* **TO BE DONE**
Please copy each of the records below word for word, from the first line to the last.

begin PROVIDED RECORDS

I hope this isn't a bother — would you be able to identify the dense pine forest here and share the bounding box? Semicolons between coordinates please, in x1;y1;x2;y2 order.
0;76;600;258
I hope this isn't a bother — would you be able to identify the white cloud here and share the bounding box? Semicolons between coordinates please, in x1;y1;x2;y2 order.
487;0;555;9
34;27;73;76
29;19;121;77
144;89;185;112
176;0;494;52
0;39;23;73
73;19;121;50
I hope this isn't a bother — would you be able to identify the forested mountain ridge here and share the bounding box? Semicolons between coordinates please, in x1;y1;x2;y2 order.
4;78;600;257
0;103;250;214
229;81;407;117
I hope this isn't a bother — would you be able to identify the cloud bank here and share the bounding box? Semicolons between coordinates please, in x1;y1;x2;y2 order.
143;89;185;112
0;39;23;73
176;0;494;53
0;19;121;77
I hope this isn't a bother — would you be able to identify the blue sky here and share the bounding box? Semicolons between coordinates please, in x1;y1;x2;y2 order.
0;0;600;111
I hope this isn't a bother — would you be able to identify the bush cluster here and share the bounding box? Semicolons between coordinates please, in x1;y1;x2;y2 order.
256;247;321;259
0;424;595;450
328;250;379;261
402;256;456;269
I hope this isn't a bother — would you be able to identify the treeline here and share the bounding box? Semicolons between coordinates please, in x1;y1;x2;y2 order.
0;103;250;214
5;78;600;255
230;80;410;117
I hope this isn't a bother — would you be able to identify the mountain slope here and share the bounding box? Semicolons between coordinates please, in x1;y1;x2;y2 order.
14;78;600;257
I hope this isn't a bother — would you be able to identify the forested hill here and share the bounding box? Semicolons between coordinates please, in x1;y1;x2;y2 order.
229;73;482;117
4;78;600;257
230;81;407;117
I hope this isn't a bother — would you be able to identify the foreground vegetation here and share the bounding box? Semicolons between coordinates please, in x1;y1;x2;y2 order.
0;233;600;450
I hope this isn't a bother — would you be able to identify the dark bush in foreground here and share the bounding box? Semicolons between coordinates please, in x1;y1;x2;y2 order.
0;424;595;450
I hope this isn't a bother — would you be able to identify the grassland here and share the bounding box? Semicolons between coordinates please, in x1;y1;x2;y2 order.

end PROVIDED RECORDS

* **RESPONSE TO THIS EXERCISE**
I hope this isn't a bother — would you be able to identify the dense pine forest here and share the bounding box? Semicolons between coordinates please, in x1;y1;x2;y2 order.
0;76;600;258
I hope this isn't a bother — would you be able to identify the white cloud here and share the bounding box? Semicolons between coordinates please, in x1;y1;x2;y2 order.
487;0;555;9
34;27;73;76
29;19;121;77
144;89;185;112
176;0;494;52
0;39;23;73
73;19;121;50
I hope this isn't a bother — would you be able to identify the forested mountain ridge here and share the bounding box? Semicolons between coordinates please, in x1;y1;x2;y2 order.
4;78;600;257
0;103;250;214
229;81;407;117
I hope this isn't a bother — would you be able to identify the cloud bank here and share the bounding box? Semicolons between coordinates please, in x1;y1;x2;y2 order.
143;89;185;112
0;39;23;73
176;0;494;53
0;19;121;77
I hope this isn't a bother — would you be able to identify the blue sky here and share the bounding box? Semicolons between coordinates please, in x1;y1;x2;y2 order.
0;0;600;111
I hope this isn't a bother — would you be able to identify the bush cluster here and share the bounding box? Semicolons between coordinates please, in x1;y1;x2;y2 order.
256;247;321;259
0;424;595;450
328;250;379;261
402;256;456;269
I hope this isn't a bother — would you be able to identify the treeline here and share the bounding box? Semicolons between coordinates please, in x1;y1;x2;y2 order.
0;103;250;214
5;78;600;255
230;80;410;117
I hope this isn't a bother — would you be able to identify the mountain slope here and share the bounding box? Semicolons between coordinates please, in x1;y1;x2;y2 order.
14;78;600;257
I hope this isn't a bother — would you be able to identify the forested hill here and share the bounding box? Semicolons between coordinates please, in x1;y1;x2;y2 order.
229;73;482;117
4;78;600;257
230;81;407;117
I hope this isn't a bother — would you be able to identify the foreground vegetation here and share the bounding box? Semicolons between coordinates please, in x1;y1;x2;y2 order.
0;233;600;450
I hope this isn't a bother — would you be able to identify the dark bush in foreground here and share the bounding box? Semicolons between coordinates please, in x1;y1;x2;y2 order.
0;424;595;450
I hope this isn't a bother — would you be able to identify the grassland here and share the bounding box? Semicolons between coordinates please, in x1;y1;x2;y2 order.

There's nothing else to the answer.